## [Description of the task]
Please pull out every line in the rows below that contains the word "deer", copying each one in full.

## [Provided material]
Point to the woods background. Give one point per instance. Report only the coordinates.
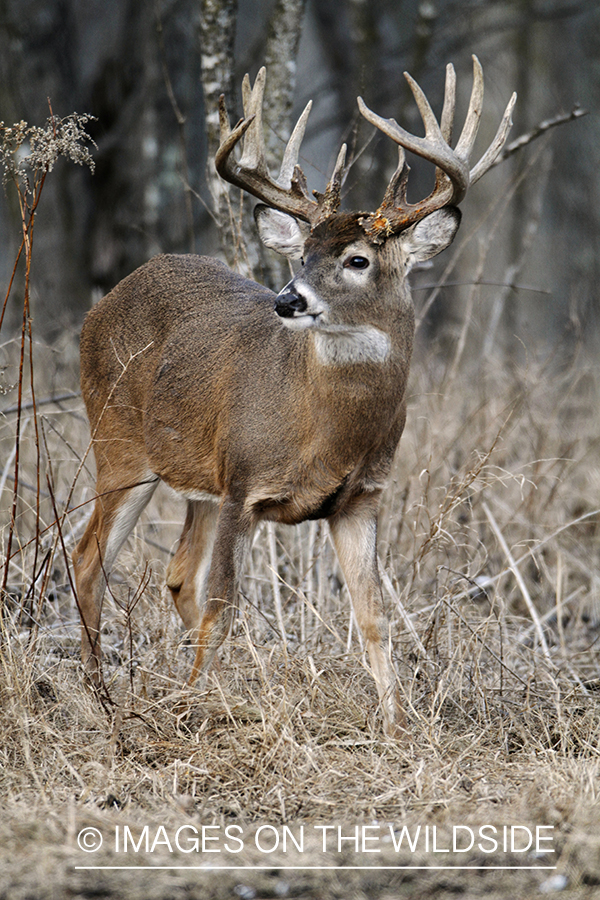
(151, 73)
--
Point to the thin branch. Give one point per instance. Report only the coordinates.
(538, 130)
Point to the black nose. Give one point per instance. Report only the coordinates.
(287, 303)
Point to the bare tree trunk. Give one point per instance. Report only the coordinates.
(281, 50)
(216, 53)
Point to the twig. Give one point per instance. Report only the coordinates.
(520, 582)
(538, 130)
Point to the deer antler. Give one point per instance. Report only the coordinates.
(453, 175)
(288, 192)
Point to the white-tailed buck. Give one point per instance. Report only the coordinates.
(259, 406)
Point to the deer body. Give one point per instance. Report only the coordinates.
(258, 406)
---
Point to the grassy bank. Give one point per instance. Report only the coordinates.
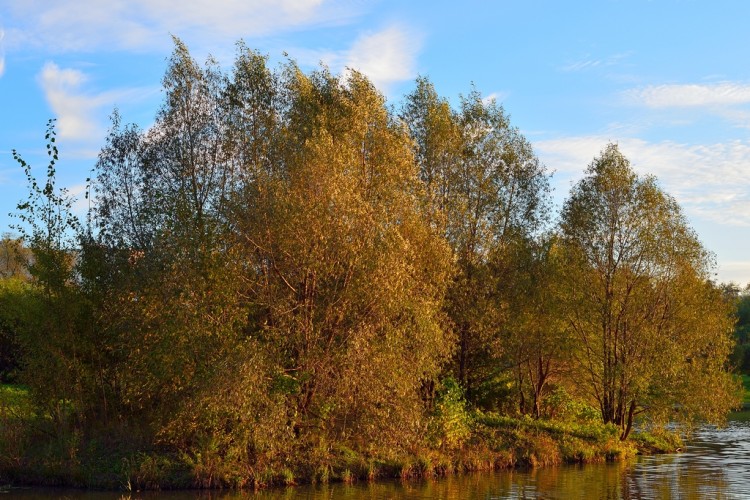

## [Result]
Point to the deer antler. Give one point per instance. Report only the coordinates.
Point to the deer body. Give one point per instance. Report only the coordinates.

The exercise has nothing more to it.